- [WHAT YOU SHOULD DO]:
Search the data for "would" and copy every matching line.

[Stored data entries]
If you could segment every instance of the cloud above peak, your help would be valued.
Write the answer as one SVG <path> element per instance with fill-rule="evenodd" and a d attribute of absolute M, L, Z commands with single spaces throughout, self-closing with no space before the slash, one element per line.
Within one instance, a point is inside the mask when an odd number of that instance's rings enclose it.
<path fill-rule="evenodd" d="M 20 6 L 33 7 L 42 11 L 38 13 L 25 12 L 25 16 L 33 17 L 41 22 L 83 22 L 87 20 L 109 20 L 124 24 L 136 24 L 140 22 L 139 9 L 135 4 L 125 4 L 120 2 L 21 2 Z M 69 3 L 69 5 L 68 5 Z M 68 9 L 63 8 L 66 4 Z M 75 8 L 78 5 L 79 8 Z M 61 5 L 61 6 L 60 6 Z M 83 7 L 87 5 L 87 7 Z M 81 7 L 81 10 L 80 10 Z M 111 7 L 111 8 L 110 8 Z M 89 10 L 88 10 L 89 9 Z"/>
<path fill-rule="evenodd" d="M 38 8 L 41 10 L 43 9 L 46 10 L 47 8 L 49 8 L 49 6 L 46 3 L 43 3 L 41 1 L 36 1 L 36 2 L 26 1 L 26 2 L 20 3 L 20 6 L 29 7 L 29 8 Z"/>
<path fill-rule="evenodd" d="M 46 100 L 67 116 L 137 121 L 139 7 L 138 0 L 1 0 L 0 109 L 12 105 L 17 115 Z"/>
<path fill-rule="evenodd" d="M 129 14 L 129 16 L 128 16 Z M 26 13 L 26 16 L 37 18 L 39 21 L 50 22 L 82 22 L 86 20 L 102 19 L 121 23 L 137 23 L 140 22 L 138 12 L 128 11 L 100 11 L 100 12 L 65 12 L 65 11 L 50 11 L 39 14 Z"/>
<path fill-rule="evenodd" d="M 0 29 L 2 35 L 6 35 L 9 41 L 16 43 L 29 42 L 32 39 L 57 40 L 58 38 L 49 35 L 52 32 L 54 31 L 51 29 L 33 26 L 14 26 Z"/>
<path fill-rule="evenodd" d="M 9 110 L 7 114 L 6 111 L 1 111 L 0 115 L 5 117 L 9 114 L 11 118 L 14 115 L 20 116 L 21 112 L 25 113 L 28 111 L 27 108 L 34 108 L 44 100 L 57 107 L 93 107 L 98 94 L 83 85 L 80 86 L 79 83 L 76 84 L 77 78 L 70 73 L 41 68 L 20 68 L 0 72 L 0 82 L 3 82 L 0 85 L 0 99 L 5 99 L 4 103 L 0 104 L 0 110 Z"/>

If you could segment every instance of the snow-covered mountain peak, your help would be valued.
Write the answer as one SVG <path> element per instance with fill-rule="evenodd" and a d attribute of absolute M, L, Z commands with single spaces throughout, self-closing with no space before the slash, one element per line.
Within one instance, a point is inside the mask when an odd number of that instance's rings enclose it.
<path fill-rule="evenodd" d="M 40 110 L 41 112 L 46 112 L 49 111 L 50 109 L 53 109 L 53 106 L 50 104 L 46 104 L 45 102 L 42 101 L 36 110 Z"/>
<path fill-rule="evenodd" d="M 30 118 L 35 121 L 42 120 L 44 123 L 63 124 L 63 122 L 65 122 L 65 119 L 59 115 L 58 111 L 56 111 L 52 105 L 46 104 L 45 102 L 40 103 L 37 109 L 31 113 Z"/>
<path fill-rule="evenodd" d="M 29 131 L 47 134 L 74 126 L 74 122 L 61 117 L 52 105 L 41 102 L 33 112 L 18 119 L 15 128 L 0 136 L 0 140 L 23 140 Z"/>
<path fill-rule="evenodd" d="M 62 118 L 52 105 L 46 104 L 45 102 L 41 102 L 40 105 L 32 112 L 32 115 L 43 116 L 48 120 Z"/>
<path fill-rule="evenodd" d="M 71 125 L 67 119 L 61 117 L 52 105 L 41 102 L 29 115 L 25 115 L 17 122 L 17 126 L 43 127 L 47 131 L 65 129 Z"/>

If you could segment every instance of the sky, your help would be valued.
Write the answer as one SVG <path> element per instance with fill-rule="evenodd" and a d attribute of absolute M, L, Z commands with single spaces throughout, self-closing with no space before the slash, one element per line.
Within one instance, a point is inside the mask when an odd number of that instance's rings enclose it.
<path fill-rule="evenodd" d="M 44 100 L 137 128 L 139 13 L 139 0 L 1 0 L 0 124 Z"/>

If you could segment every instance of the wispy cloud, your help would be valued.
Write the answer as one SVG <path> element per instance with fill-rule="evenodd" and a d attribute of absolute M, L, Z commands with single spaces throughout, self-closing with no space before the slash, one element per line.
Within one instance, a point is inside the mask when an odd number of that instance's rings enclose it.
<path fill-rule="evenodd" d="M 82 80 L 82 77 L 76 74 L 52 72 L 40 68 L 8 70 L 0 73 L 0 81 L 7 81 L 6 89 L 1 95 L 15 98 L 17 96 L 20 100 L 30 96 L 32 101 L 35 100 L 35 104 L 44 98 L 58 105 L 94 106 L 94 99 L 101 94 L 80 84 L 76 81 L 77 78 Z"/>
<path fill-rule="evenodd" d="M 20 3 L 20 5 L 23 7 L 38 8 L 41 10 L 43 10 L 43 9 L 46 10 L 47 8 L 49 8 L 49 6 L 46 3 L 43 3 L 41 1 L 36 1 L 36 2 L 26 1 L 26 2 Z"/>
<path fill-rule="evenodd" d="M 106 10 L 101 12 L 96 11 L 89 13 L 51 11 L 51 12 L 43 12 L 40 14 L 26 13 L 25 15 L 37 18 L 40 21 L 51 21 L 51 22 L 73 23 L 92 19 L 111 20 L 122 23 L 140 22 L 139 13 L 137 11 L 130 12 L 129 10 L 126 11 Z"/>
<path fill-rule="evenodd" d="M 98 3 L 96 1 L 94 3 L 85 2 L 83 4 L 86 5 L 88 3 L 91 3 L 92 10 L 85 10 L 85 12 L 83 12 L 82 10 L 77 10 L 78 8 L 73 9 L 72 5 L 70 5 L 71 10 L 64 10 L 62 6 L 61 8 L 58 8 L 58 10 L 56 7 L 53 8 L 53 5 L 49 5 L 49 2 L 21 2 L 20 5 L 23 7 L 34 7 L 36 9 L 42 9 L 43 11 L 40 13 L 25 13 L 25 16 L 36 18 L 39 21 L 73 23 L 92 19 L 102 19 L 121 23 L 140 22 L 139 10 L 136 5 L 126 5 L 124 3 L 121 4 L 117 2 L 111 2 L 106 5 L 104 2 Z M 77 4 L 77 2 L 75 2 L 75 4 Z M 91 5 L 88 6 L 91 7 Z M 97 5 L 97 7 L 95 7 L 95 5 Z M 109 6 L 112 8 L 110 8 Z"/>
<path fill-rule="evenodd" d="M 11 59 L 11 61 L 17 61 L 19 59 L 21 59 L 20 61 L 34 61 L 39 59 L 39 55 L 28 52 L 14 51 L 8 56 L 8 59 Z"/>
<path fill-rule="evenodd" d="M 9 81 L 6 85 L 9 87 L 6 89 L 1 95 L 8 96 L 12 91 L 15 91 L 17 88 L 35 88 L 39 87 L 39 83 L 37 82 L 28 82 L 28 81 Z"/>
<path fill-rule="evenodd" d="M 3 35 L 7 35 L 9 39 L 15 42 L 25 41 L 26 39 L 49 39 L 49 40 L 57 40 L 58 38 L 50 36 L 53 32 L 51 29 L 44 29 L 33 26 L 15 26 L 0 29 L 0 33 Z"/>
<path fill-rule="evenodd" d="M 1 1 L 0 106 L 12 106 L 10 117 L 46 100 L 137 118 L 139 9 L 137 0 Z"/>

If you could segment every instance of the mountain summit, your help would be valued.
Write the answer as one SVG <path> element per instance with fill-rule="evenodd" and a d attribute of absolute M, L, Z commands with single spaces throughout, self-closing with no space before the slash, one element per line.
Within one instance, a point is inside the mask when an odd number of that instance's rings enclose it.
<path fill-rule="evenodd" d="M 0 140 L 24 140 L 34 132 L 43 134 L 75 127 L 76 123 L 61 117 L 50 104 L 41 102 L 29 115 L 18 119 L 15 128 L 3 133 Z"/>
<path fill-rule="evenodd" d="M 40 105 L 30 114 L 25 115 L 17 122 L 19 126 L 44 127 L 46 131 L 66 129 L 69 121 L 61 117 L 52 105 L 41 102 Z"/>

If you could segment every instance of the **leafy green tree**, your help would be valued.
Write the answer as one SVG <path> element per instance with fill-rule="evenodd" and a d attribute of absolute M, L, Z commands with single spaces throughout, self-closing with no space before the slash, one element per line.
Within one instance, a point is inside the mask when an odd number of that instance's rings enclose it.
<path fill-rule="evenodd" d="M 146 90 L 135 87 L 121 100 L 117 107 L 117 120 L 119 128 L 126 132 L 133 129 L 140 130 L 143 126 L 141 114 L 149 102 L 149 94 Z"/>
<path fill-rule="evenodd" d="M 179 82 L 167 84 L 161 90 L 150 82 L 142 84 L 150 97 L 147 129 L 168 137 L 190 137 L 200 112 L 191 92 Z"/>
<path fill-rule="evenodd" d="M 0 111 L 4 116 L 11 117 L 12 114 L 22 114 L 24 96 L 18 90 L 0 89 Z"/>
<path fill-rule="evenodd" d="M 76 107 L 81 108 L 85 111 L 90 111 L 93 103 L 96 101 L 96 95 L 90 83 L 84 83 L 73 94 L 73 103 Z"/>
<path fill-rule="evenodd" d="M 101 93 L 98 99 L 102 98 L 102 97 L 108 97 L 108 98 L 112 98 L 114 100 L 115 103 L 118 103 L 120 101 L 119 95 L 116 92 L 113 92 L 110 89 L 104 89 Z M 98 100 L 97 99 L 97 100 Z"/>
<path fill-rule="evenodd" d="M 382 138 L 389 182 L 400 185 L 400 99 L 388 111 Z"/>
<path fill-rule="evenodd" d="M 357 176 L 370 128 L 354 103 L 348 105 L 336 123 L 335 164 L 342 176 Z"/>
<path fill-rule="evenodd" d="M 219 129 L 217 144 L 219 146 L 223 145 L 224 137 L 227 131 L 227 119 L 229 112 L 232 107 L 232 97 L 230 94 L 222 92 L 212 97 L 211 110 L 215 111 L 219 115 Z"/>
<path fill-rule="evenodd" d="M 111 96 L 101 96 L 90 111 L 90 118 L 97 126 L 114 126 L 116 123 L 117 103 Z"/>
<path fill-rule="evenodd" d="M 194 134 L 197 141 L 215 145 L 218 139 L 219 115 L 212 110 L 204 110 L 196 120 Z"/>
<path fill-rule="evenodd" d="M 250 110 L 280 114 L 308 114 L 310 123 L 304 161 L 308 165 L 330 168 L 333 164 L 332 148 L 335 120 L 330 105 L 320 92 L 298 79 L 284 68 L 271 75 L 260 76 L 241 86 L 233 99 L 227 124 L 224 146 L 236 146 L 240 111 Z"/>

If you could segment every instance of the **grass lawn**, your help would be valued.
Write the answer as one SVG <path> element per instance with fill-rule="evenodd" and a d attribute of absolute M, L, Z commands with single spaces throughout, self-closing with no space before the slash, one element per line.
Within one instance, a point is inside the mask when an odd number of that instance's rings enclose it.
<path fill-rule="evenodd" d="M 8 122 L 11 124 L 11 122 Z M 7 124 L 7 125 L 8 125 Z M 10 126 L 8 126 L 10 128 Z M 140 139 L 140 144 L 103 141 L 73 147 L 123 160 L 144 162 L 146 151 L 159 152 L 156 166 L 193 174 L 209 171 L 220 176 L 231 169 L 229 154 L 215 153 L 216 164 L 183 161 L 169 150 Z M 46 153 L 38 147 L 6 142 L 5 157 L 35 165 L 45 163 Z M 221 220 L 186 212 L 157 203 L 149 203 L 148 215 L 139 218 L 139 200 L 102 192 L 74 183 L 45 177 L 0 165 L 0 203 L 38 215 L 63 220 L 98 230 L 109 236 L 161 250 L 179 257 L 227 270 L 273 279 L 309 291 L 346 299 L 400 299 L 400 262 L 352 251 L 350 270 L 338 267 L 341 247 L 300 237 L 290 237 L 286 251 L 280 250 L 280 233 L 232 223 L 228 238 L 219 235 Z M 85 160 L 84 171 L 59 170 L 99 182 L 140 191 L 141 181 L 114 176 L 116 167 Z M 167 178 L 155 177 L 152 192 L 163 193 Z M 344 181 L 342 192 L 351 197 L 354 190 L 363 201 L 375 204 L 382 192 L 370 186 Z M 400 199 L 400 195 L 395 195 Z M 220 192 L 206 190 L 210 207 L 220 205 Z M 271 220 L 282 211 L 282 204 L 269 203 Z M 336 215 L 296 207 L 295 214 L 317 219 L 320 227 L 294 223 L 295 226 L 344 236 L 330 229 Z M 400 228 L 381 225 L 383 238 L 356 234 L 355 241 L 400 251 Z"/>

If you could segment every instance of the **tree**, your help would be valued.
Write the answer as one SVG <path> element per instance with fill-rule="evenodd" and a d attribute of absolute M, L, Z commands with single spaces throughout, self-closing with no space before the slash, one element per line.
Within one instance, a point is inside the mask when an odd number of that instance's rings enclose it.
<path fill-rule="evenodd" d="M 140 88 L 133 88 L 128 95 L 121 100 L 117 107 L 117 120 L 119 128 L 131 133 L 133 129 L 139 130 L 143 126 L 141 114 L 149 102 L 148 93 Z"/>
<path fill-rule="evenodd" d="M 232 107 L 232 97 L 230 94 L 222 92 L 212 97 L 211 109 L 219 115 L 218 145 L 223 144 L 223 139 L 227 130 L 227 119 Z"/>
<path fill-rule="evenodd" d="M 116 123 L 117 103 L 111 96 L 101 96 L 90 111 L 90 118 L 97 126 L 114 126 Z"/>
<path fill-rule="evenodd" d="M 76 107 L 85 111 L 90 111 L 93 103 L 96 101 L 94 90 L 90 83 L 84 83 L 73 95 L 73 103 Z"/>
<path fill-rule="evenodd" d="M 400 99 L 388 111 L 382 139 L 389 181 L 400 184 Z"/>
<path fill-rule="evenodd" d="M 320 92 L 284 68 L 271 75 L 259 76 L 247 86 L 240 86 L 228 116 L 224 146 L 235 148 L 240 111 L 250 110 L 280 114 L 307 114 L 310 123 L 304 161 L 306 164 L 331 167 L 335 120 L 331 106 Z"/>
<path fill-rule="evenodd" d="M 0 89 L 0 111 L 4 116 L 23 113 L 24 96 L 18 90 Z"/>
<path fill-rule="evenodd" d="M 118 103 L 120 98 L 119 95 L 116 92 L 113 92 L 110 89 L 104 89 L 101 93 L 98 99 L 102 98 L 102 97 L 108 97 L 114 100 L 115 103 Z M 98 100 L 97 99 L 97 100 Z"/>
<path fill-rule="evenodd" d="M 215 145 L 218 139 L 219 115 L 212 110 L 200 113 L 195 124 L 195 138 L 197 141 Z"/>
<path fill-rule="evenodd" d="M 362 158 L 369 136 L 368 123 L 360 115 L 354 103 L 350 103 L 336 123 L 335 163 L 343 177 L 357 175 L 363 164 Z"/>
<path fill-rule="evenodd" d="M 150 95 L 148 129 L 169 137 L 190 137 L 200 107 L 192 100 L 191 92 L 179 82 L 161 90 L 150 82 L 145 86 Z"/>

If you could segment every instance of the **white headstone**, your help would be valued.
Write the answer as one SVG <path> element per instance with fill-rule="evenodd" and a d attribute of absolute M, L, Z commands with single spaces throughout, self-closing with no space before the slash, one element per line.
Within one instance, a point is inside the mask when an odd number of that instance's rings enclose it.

- [WRITTEN SOLUTION]:
If you could segment every instance of the cloud above peak, your help would be valued.
If you could segment every instance of the snow-covered mountain peak, your help would be valued.
If you could segment every instance of the sky, your help would be valued.
If you could segment every instance of the wispy cloud, your help would be valued.
If you could segment every instance of the mountain summit, your help would be valued.
If you could segment every instance of the **leafy green tree**, your help would be valued.
If you could segment every instance of the **grass lawn**, your help would be valued.
If you could segment every instance of the **tree**, your help would be valued.
If you could segment every instance of the **white headstone**, your help would be valued.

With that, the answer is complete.